▶ Consignes à suivre:
1/ D'après l'extrait sur l'enquête après les émeutes, dans quelle ville le camion de pompiers a-t-il été volé ?
2/ Reproduisez mot pour mot le passage de l'extrait sur l'enquête après les émeutes qui va de « Outre l’analyse des » jusqu'à « pas de casier. » inclus.
3/ Reprenez l'extrait sur l'enquête après les émeutes là où il s'arrête et poursuivez-le.

Outre l’analyse des indices, des réseaux sociaux et l’examen des vidéos – même si un millier de caméras ont été détruites lors des émeutes -, les enquêteurs se sont appuyés sur la connaissance de la population locale par les policiers de quartier, ainsi que sur la géolocalisation. À ce titre, un téléphone portable dérobé dans l’habitacle d’un camion de pompiers volé à Vernon (Eure), au premier soir des émeutes, a permis de retrouver la trace d’un délinquant puis de ses quatre complices. Le profil des interpellés, qui devrait faire l’objet d’une analyse plus poussée, laisse apparaître, comme l’a révélé Gérald Darmanin le 19 juillet devant la commission des lois de l’Assemblée nationale, que la moyenne d’âge est entre 17 et 18 ans. Les plus jeunes sont âgés de 12 ans et les deux tiers n’avaient jusqu’ici pas de casier.

Entrées de pointage d'objets étiquetés
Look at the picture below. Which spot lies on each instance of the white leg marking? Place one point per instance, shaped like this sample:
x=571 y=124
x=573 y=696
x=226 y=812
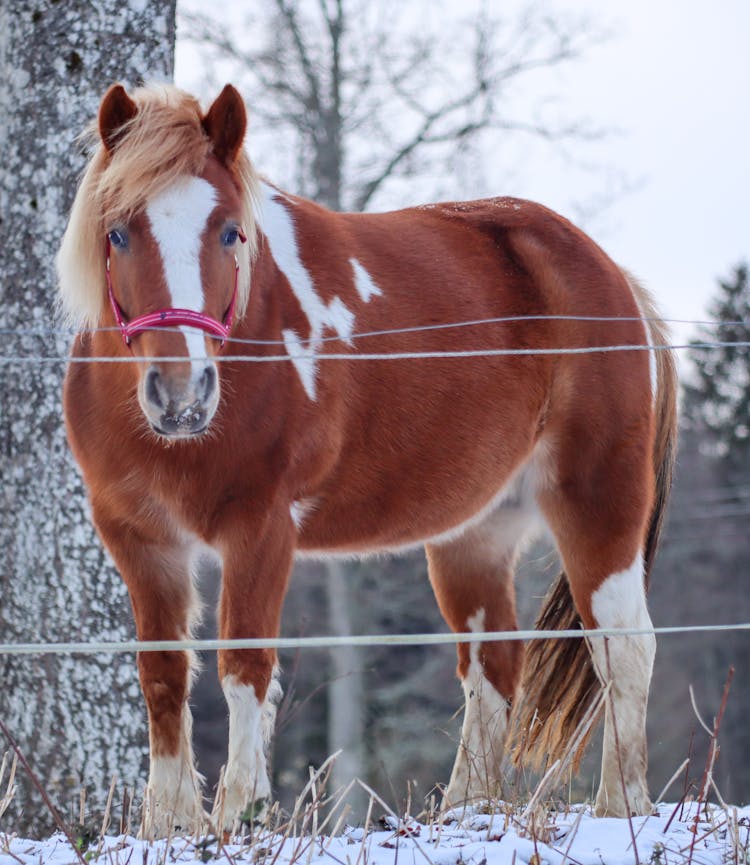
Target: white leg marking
x=278 y=226
x=620 y=602
x=476 y=772
x=297 y=511
x=178 y=217
x=250 y=728
x=174 y=795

▶ Réponses par consigne:
1/ À Vernon, dans l'Eure.

2/
Outre l’analyse des indices, des réseaux sociaux et l’examen des vidéos – même si un millier de caméras ont été détruites lors des émeutes -, les enquêteurs se sont appuyés sur la connaissance de la population locale par les policiers de quartier, ainsi que sur la géolocalisation. À ce titre, un téléphone portable dérobé dans l’habitacle d’un camion de pompiers volé à Vernon (Eure), au premier soir des émeutes, a permis de retrouver la trace d’un délinquant puis de ses quatre complices. Le profil des interpellés, qui devrait faire l’objet d’une analyse plus poussée, laisse apparaître, comme l’a révélé Gérald Darmanin le 19 juillet devant la commission des lois de l’Assemblée nationale, que la moyenne d’âge est entre 17 et 18 ans. Les plus jeunes sont âgés de 12 ans et les deux tiers n’avaient jusqu’ici pas de casier.

3/
Anticiper

Au total, plusieurs dizaines d’émeutiers ont été placés en détention provisoire, sachant que de multiples contrôles judiciaires ou convocations par officier de police ont été délivrés. En perquisition, les policiers ont retrouvé le butin de pillages (vêtements, cartouches de cigarettes, tickets de La Française des jeux…) et, de manière incidente, de la drogue par kilos. Amorcée depuis un mois, la longue traque est loin d’être achevée puisque les enquêteurs attendent encore des rapports d’analyses et guettent le retour de fuyards partis se réfugier à l’étranger, notamment au Maghreb. Alors que la Place Beauvau sort les muscles, les états-majors diffusent le même mot d’ordre: «Chaque auteur de violences doit se retrouver confronté à ses responsabilités.» Dans un courrier adressé le 2 août dernier au préfet de police de Paris ainsi qu’aux patrons de la police et de la gendarmerie, le ministre de l’Intérieur a demandé de «mobiliser l’ensemble des moyens nécessaires au suivi des individus et groupes d’individus ciblés comme ayant été à l’origine des actions violentes lors des émeutes». «Ce point, insiste Gérald Darmanin, doit constituer l’une de vos priorités tout au long de ces prochains mois.»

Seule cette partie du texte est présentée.